EXERCISE DIRECTIONS - Without the images, repeat every line of the listing verbatim.

+-------+

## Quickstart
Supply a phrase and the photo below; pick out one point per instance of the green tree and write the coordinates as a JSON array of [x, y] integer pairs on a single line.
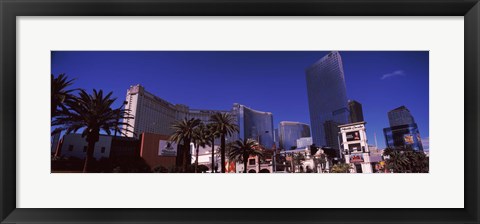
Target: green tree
[[60, 94], [90, 114], [200, 138], [225, 125], [183, 133], [241, 150]]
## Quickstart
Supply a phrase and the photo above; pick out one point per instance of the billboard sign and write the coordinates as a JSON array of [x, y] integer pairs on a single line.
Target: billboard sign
[[167, 148], [353, 136], [356, 158], [354, 147], [408, 138], [353, 127]]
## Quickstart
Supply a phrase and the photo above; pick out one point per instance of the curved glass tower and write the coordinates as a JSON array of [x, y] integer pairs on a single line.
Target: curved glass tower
[[254, 124], [327, 97], [290, 131]]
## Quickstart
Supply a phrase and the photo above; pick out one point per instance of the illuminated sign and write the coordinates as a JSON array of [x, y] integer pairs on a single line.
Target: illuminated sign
[[353, 136], [408, 138], [356, 158], [354, 127], [354, 147], [167, 148]]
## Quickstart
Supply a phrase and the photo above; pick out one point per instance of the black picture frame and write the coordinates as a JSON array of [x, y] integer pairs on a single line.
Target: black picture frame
[[10, 9]]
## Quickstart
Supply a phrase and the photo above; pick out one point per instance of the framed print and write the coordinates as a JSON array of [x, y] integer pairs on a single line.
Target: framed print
[[397, 79]]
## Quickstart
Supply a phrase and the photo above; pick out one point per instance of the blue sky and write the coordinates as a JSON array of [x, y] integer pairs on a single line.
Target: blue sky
[[271, 81]]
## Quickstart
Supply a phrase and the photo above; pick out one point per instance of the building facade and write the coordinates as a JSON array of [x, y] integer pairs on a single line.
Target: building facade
[[403, 132], [153, 114], [403, 137], [356, 150], [327, 95], [74, 145], [400, 116], [254, 124], [290, 132]]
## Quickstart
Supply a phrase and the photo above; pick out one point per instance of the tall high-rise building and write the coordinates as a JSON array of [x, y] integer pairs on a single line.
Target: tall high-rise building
[[254, 124], [400, 116], [290, 132], [356, 111], [155, 115], [327, 95]]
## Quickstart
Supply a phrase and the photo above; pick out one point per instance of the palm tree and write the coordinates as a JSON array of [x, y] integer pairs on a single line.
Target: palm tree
[[183, 132], [242, 150], [59, 94], [211, 134], [91, 114], [226, 125], [200, 138]]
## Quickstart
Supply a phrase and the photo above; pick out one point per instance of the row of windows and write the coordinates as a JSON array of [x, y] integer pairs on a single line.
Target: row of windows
[[71, 148]]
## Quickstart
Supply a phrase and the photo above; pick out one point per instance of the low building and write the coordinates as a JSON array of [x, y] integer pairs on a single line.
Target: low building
[[156, 150], [74, 145], [356, 150]]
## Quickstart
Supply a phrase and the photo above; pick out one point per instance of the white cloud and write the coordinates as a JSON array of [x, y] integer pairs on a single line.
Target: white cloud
[[395, 73]]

+-------+

SOLUTION TO THE EXERCISE -
## Quickstart
Supply a phrase and the photo below; pick out one point per instance of the green tree and write the coordinates as a JSON array of [x, y] integer pairs on a single line.
Target: green tree
[[60, 94], [90, 114], [200, 138], [225, 125], [183, 133], [241, 150]]
## Quickstart
Supply a phrase and the photo above; pick out one point per instance of the billboard sign and write the coordinates as a JSON array of [x, y] integer pairs on a single line.
Target: billboard sign
[[167, 148], [353, 136], [356, 158], [354, 147], [408, 138], [353, 127]]
## Quickstart
Supply a phrase and the photo above; pick out one point per instance of the curved glass tower and write the coordinates as a JSON array of [x, y] integer pairs on a single line.
Target: curved glass tower
[[254, 124], [327, 97], [290, 131]]
## Quickstart
Supply a phrase and the photo above; pick out one point per instance of the illuminated sign and write the coordinates as a JSON array of [x, y] integer pairs on a single line.
Target: illuminated sign
[[353, 136], [408, 138], [356, 158], [354, 127], [354, 147], [167, 148]]
## Quickstart
Supply a phrase and the photo above; pick out one point per instance of the black picture frame and write the coordinates as a JSON array of [x, y] integer pairs on a single line.
Target: black picture frame
[[10, 9]]
## Quickstart
Supply a phrase and the photo above; pick out one point per instance of the framed print and write the coordinates as a JSON array of [x, y] integer pairs on a single line.
Target: framed print
[[397, 79]]
## Quickstart
Supply a phrase and the photo above; pick out one point per instance of the blue sky and write the coordinates as a JSON array of [x, y] integer pairs on a single line.
Target: blue sky
[[271, 81]]
## Quickstart
Supply a phrase and the photo above; pick out one point per instance of the building facade and write the coordinates as a JSON array of [x, y] integer pairs on a single line.
Target: building facade
[[403, 132], [153, 114], [403, 137], [356, 150], [327, 95], [74, 145], [400, 116], [254, 124], [290, 132]]
## Quickstart
Supply a phrase and the photo above; pick out one point per instance of the tall high-rise building and write the coordinates as a JSON array of [x, y] integer pairs on a single line.
Target: tall high-rise building
[[254, 124], [400, 116], [290, 132], [356, 111], [155, 115], [327, 95]]
## Quickstart
Supply a phrase and the photo above; pick out one point per instance of the palm tree and write the coordinates as a JSON array of [x, y] integer pairs on a single line.
Target: palm tree
[[183, 132], [242, 150], [59, 94], [211, 134], [91, 114], [226, 125], [200, 138]]
## Quickstart
Supply a phrase and the photo above; pick out one point per instance of the row of windows and write the coordinates as a JSON array of [x, y] integer pairs on a single line.
Target: row of windows
[[71, 148]]
## Quickstart
Supply a phrase and the photo above; pick out one point per instance of the low building and write the coordinates as a JSON array of [x, y] integer pairs on a single line.
Target: low building
[[156, 150], [74, 145], [356, 150]]
## Quickstart
Supply a phrase and the photo above; pick out one point per instance of the white cloud and write the coordinates as a JSON array of [x, y] integer pairs on a single line.
Target: white cloud
[[395, 73]]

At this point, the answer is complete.